(DATA EXCERPTS Opens)
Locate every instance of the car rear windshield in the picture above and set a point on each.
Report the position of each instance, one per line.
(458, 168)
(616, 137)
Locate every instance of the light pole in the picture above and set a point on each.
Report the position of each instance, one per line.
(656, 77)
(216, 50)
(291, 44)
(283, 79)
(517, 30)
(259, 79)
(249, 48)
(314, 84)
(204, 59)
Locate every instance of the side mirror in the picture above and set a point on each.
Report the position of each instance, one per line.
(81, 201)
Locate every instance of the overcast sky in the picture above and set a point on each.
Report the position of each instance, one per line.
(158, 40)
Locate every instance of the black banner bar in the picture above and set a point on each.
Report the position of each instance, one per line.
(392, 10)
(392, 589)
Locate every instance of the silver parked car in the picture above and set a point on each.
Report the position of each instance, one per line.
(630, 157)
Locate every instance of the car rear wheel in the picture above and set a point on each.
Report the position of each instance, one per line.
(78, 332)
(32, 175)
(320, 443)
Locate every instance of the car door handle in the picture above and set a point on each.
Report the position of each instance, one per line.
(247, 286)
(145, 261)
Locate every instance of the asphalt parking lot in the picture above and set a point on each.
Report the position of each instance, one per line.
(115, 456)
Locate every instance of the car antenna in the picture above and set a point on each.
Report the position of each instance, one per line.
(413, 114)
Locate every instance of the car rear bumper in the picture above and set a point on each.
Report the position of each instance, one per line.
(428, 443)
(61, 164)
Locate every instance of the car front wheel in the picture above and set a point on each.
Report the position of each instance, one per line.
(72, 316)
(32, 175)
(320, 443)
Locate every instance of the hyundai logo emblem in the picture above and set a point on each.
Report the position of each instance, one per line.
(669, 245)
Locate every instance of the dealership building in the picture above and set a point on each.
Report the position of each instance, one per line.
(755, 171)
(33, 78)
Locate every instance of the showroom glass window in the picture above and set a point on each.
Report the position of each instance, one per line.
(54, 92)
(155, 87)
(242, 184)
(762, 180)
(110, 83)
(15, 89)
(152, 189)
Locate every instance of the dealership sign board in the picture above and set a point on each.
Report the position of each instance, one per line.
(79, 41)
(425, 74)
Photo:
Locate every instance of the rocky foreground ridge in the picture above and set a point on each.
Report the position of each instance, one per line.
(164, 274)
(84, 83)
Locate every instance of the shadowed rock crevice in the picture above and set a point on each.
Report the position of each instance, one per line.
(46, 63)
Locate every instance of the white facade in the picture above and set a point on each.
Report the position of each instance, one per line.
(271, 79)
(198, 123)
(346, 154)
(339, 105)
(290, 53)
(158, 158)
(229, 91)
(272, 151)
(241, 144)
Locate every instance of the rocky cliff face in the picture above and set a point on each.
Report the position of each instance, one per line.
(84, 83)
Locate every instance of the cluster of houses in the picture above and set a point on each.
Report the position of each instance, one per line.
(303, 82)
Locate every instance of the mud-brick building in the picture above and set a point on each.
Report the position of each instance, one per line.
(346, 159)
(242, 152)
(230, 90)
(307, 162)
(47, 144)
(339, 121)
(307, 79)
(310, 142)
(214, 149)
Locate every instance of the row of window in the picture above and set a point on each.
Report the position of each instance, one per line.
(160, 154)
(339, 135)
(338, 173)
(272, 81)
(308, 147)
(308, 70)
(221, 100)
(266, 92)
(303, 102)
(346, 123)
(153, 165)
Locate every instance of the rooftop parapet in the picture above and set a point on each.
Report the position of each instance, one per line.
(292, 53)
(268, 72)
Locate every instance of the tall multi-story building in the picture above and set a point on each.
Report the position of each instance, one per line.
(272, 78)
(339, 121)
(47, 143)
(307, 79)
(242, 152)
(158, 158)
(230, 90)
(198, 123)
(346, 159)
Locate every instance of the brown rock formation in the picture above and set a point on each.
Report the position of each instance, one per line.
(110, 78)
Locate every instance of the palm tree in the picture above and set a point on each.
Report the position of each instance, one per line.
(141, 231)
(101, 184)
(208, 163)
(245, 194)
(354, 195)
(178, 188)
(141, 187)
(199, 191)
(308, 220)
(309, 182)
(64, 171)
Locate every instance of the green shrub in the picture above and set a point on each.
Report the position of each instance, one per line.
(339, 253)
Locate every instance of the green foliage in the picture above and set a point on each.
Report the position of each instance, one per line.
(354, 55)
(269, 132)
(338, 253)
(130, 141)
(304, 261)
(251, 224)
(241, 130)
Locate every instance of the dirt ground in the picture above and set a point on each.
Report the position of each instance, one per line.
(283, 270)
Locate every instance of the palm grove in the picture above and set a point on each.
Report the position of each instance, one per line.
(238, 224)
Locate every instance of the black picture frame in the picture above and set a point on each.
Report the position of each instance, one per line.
(DATA EXCERPTS Closes)
__EXERCISE DETAILS__
Set apart and copy each line of the records that holds the word "palm".

__RESULT__
Locate every instance of the palm tree in the picture above and set a point on each.
Locate every instance of the palm grove in the picture above and set a point on each.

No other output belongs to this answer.